- **WHAT YOU SHOULD DO**
Update the material by changing each "marker" to "pin" and leaving everything else as it is.

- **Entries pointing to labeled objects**
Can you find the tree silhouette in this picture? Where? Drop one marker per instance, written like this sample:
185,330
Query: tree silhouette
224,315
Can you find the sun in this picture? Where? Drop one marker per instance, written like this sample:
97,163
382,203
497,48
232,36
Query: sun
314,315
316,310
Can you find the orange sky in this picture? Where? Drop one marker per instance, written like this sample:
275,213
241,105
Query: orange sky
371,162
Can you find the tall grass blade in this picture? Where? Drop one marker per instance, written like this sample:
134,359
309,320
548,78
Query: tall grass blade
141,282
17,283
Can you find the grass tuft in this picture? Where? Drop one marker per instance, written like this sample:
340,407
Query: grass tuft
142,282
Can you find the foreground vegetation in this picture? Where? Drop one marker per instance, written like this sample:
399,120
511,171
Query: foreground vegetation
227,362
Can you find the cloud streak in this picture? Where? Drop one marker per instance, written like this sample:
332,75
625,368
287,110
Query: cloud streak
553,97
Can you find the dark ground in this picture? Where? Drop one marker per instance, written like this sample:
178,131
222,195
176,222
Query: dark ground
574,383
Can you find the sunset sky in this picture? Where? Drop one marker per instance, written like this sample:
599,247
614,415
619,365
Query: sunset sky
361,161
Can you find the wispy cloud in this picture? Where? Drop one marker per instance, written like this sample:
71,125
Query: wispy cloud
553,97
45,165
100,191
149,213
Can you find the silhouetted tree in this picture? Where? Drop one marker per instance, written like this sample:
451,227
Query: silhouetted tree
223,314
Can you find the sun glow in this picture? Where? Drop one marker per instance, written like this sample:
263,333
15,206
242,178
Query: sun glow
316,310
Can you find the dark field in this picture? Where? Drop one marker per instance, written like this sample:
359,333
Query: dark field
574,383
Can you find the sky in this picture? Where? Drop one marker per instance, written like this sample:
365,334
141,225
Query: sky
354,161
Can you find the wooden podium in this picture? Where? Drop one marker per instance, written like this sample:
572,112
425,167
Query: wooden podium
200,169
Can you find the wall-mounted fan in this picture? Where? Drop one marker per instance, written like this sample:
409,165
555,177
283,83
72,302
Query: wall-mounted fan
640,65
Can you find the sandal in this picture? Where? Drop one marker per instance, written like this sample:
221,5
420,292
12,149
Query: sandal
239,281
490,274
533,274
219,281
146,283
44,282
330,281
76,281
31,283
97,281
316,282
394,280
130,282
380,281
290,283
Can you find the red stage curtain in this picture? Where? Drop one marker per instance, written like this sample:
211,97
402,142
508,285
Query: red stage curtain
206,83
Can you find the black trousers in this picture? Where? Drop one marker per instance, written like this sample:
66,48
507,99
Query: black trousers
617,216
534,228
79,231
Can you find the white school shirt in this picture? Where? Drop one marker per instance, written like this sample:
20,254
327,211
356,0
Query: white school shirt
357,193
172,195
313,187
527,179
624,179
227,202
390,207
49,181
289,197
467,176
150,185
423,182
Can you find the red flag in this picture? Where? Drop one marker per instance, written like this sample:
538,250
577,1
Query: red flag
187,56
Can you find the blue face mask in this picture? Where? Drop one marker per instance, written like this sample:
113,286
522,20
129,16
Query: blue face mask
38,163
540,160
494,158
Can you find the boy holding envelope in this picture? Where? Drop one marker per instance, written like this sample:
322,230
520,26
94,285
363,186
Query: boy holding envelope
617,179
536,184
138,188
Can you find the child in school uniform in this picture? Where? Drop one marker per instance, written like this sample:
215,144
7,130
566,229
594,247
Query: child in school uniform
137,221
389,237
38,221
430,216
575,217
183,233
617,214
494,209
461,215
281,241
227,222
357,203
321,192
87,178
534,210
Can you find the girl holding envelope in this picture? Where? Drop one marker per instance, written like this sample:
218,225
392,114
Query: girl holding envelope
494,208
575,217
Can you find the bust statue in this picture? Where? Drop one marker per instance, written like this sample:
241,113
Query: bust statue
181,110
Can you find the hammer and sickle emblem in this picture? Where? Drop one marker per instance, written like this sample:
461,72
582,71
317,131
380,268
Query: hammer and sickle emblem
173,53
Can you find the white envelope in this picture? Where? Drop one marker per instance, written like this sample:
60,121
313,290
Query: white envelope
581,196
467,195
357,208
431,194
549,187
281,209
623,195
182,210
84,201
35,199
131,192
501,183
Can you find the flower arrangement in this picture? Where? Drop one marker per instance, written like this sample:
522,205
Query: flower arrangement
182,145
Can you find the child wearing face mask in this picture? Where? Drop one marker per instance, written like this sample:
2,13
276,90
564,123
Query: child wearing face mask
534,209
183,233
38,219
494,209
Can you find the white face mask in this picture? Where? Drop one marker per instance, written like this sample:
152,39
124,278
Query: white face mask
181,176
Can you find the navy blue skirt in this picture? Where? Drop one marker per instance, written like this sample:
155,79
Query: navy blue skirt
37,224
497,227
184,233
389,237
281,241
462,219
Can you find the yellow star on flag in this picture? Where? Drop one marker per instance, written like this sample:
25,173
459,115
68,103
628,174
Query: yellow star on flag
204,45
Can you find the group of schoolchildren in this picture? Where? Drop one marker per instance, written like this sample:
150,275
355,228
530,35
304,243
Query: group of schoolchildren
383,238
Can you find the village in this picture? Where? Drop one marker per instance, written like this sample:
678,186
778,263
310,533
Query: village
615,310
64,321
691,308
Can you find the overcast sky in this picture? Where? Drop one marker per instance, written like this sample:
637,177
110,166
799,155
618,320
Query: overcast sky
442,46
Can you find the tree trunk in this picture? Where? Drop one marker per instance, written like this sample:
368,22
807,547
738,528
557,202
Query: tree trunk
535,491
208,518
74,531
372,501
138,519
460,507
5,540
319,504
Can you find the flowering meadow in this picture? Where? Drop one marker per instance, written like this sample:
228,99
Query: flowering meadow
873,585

- **RESULT**
Can you find the tree silhouette in this picture? Where? Drop one pin per instance, written like this sample:
185,330
Query: tree silhouette
224,315
Can you find the sun in this picture? Where? Drop one pin per instance, written like this sample:
97,163
382,203
497,48
232,36
Query: sun
314,315
316,310
Can you find the orange sky in this picture? Where? Drop one pin per instance, written like this sample:
275,213
241,105
Query: orange sky
371,162
Can you find the tall grass blade in this picture? Where? Drop one pin per instance, written like this sample:
134,359
309,320
548,78
Query: tall grass blade
141,282
17,283
Can you find the grass tuft in this picture? Where? Drop one pin per instance, written like this sample:
340,407
Query: grass tuft
142,282
Can you find the foreground vegetation in this picture? Where? Drop one pin per instance, written like this sample:
399,120
511,171
Query: foreground vegetation
227,362
Can you find the cloud streak in this picture? Where? Drop one pin per instance, written like this sample:
332,75
625,368
287,110
Query: cloud streak
553,97
Can you find the dark ground in this picture? Where? Drop one pin per instance, written like this sample:
178,131
222,195
176,222
Query: dark ground
574,383
Can you find the sunset sky in this picture? Where? Drop one pin per instance, written like this sample:
599,247
614,415
619,365
Query: sunset sky
361,161
Can you find the wispy cloud in this picture? Where? Drop one pin per instance, written like this sample:
71,125
Query: wispy cloud
553,97
45,165
100,191
149,213
Can you find the silhouetted tree in this picture? Where? Drop one pin per instance, written like this sample:
451,227
Query: silhouetted tree
223,314
Can you find the sun glow in this picture? Where? Drop one pin per instance, written like this sample:
263,333
15,206
242,178
Query: sun glow
316,310
Can you find the dark field in this picture? Where? Drop one pin per instance, written like this sample:
359,333
Query: dark field
574,383
Can you find the sky in this picture? Where? Drop one pin per instance, written like this sample:
365,334
141,225
Query: sky
354,161
Can you find the wooden podium in this picture? Where? Drop one pin per instance, written like this sample:
572,112
425,167
Query: wooden podium
200,169
Can you find the wall-mounted fan in this picture? Where? Drop one pin per instance, written like this sample:
409,165
555,177
283,83
72,302
Query: wall-mounted fan
640,65
Can you find the sandal in this picture? Where? Drop one pin per instance, written like this sample:
221,5
420,292
12,149
Query: sandal
239,281
490,274
533,274
219,281
146,283
44,282
330,281
76,281
31,283
97,281
316,282
394,280
130,282
380,281
290,283
Can you find the red stage curtain in this picture? Where? Drop one pin per instance, written like this sample:
211,97
402,142
508,285
Query: red stage curtain
206,83
Can you find the black trousers in this picture? Where? Drop one pin per instance, written like this sample:
66,48
507,99
Query: black trousers
617,216
534,228
79,231
Can you find the white school shirt in this picture? Where? Drop one pin per instance, written like this sample:
20,254
327,211
356,0
Query: white school shirt
357,193
172,195
313,187
527,179
624,179
227,202
390,207
49,181
289,197
467,176
150,185
423,182
Can you find the red flag in this picture? Where? Drop one pin per instance, written like this sample:
538,250
577,1
Query: red flag
187,56
Can you find the blue face mask in this picture? Where? Drop one pin per instance, written like this sample:
113,286
522,20
129,16
Query: blue face mask
38,163
540,160
494,158
Can you find the boy holding envelope in this picture? Where? Drop one pin per instance, written like this sample:
322,230
520,26
94,285
363,186
Query: boy holding envelope
617,179
536,184
138,188
Can you find the child in school uniform in this picture? Where? Drop one pin per instance, written like this sample:
215,144
7,130
566,229
594,247
Query: child in school uniform
137,221
389,237
38,221
430,216
575,217
183,233
617,214
494,209
461,215
281,241
227,222
357,203
321,192
87,178
534,210
Can you find the girl holding envelope in this picture? Where? Drop one pin per instance, written like this sample:
218,225
392,114
Query: girl holding envelope
494,208
575,217
Can you find the bust statue in this picture? Where? Drop one pin per instance, written like this sample:
241,113
Query: bust statue
181,110
Can you find the hammer and sickle emblem in this picture? Where? Drop one pin per instance, written like this sample:
461,72
582,71
317,131
380,268
Query: hammer and sickle emblem
173,53
Can you find the white envelope in this picture? Where? Drop one pin per instance, written like this sample:
60,121
313,290
Query: white envelope
581,196
467,195
357,208
431,194
549,187
281,209
623,195
182,210
84,201
35,199
131,192
501,183
Can you find the flower arrangement in this picture? Where? Drop one pin per instance, written like this sample:
522,205
Query: flower arrangement
182,145
Can you find the child wearing face mask in this picture? Where? Drop one pin per instance, written like this sample:
2,13
276,90
564,123
Query: child wearing face mask
534,209
183,233
38,219
494,209
Can you find the white face mask in this picture? Where? Drop one pin per instance, written like this sample:
152,39
124,278
Query: white face mask
181,176
Can you find the navy blue skirt in this picture? Where? Drop one pin per instance, written like this sample:
155,79
Query: navy blue skirt
37,224
497,227
184,233
389,237
281,241
462,219
Can you find the yellow star on flag in this picture? Where? Drop one pin per instance, written like this sample:
25,173
459,115
68,103
628,174
Query: yellow star on flag
204,45
Can you find the group of schoolchildren in this picture? Where? Drop one pin per instance, written like this sample:
150,275
355,228
530,35
304,243
Query: group of schoolchildren
383,238
Can you find the village in this picture? Where? Drop one pin per instance, written like this sample:
678,186
778,263
310,533
Query: village
615,310
64,321
691,308
Can you find the overcast sky in this picture? Where? Drop one pin per instance, written like this sample:
637,177
110,166
799,155
618,320
Query: overcast sky
442,46
Can you find the tree trunk in this picture? Where? Drop one pin per instance, written like this sample:
368,22
807,547
738,528
557,202
Query: tree trunk
535,491
208,518
74,531
372,501
138,519
460,507
5,540
319,504
Can you find the flowering meadow in this picture? Where? Drop one pin per instance, written like this sample:
228,99
Query: flowering meadow
873,585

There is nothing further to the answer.